**EXTRAIT FOURNI**
▬▬▬▬▬▬▬▬▬▬

Nous n’eûmes donc pas, pendant qu’il était au gouvernement, de dialogue. Même la visite de travail, donc officielle, que je lui organisais à Vienne où j’étais le conseiller économique et commercial, pour qu’il manifestât notre approbation de la candidature tenace de l’Autriche à la Communauté européenne, ne permit pas d’échanges, sauf à son retour à Paris pour me demander les notes qu’il m’avait vu prendre pendant son émouvant moment avec l’ancien chancelier Bruno Kreisky. En aparte de deux phrases, il sut me conseiller de demander au Premier ministre d’alors pourquoi une ambassade qui m’avait été proposée puis promise, ne m’était finalement pas accordée [5]. Occupé à écrire l’entretien, banal, je manquais de prendre de magnifiques photos de lui donnant du feu à son homologue autrichien, le jeune, séduisant et sérieux – comme si souvent me parurent les Autrichiens au pouvoir chez eux – Lacina, son homologue. Madame Bérégovoy faisait partie du voyage.

▬▬▬▬▬▬▬▬▬▬

**LISTE DES DONNÉES**
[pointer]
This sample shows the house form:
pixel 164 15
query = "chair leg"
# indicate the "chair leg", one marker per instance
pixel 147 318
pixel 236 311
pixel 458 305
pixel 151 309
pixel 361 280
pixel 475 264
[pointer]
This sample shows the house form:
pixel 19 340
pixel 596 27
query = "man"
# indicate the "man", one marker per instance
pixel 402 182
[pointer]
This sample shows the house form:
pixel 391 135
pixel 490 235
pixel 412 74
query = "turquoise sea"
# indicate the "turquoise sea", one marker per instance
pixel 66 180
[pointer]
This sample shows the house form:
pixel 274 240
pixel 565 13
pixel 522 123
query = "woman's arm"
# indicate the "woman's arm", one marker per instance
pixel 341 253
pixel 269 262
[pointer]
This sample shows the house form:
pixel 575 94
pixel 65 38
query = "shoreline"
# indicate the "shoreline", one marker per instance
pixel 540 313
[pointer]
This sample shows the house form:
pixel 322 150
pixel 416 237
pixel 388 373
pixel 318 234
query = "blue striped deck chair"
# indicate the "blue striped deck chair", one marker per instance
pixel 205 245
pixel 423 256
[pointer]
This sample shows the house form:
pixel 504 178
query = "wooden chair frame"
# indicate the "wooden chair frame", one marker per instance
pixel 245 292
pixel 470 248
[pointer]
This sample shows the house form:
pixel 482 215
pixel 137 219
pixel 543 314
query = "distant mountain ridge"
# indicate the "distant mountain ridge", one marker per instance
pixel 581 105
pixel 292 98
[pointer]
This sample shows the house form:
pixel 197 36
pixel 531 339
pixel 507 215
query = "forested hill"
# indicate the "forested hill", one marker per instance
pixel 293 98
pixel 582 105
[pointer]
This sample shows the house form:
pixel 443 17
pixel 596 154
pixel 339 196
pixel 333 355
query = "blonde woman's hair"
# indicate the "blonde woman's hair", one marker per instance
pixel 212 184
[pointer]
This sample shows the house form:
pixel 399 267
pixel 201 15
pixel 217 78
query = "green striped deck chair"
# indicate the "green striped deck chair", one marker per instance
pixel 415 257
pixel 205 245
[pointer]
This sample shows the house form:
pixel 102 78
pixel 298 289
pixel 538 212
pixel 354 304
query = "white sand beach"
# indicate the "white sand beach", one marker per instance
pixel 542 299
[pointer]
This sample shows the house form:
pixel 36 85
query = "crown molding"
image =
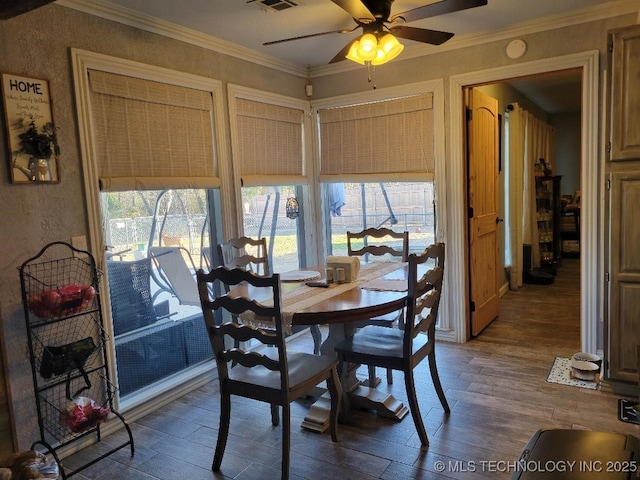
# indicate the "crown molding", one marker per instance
pixel 132 18
pixel 573 17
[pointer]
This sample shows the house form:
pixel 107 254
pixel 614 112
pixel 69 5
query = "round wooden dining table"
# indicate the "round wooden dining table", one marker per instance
pixel 340 312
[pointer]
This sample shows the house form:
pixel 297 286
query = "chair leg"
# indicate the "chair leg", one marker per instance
pixel 415 409
pixel 335 389
pixel 223 431
pixel 372 376
pixel 346 405
pixel 275 415
pixel 436 382
pixel 286 439
pixel 317 338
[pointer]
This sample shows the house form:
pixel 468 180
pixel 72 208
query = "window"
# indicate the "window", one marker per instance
pixel 401 207
pixel 378 159
pixel 270 159
pixel 265 215
pixel 149 143
pixel 156 240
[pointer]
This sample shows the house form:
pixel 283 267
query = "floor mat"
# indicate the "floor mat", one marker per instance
pixel 627 411
pixel 561 373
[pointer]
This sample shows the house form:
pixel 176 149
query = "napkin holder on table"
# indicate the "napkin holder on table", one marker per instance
pixel 351 266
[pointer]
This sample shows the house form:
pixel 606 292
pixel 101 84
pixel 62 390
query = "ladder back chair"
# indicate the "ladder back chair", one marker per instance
pixel 376 235
pixel 271 375
pixel 358 245
pixel 403 349
pixel 251 254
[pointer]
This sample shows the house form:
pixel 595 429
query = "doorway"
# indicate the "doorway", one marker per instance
pixel 591 250
pixel 552 102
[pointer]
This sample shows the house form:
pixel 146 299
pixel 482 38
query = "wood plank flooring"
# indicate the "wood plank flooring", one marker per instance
pixel 495 384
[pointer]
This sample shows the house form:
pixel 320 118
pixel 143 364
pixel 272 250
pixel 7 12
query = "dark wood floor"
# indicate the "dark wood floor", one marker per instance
pixel 496 386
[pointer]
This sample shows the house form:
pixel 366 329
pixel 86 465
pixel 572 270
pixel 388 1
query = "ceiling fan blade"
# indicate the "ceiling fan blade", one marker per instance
pixel 434 37
pixel 356 9
pixel 439 8
pixel 342 54
pixel 309 36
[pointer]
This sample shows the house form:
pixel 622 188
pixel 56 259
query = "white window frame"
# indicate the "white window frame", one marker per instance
pixel 436 87
pixel 83 61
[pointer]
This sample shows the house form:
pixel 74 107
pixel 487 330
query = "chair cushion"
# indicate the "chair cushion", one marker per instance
pixel 302 366
pixel 376 341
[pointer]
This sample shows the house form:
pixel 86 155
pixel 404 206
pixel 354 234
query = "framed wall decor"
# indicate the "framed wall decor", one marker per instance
pixel 31 133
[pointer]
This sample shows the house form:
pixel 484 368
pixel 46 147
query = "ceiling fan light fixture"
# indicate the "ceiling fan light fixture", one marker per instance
pixel 388 48
pixel 353 53
pixel 368 47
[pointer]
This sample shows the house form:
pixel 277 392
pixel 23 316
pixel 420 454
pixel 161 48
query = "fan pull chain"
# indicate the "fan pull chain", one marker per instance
pixel 371 74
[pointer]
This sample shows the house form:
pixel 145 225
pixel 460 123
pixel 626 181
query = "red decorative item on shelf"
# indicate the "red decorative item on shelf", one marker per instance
pixel 82 413
pixel 66 300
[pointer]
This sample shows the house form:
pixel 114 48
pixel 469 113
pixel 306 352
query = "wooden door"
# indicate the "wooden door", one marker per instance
pixel 624 273
pixel 623 175
pixel 482 131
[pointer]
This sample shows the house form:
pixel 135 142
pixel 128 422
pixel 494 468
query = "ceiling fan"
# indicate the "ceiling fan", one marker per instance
pixel 374 17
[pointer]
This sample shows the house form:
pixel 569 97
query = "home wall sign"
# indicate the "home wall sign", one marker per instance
pixel 31 132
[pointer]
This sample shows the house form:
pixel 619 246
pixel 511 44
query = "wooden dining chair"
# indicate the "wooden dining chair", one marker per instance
pixel 380 242
pixel 403 349
pixel 272 375
pixel 251 254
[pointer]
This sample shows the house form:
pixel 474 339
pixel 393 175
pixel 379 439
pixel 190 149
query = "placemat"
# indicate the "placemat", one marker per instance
pixel 561 373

▬▬▬▬▬▬▬▬▬▬

**CONSIGNE**
Résumez l'extrait fourni en deux phrases, s'il vous plaît.

**RÉPONSE**
Il n'y eut pas de dialogue avec lui pendant qu'il était au gouvernement, pas même lors de sa visite officielle à Vienne en soutien à la candidature de l'Autriche à la Communauté européenne, sauf, au retour à Paris, pour réclamer les notes prises pendant son entretien avec Bruno Kreisky et, en aparté, pour conseiller d'interroger le Premier ministre sur une ambassade promise puis refusée. La rédaction de cet entretien banal fit manquer de belles photos de lui donnant du feu à son homologue autrichien Lacina, lors d'un voyage auquel participait Madame Bérégovoy.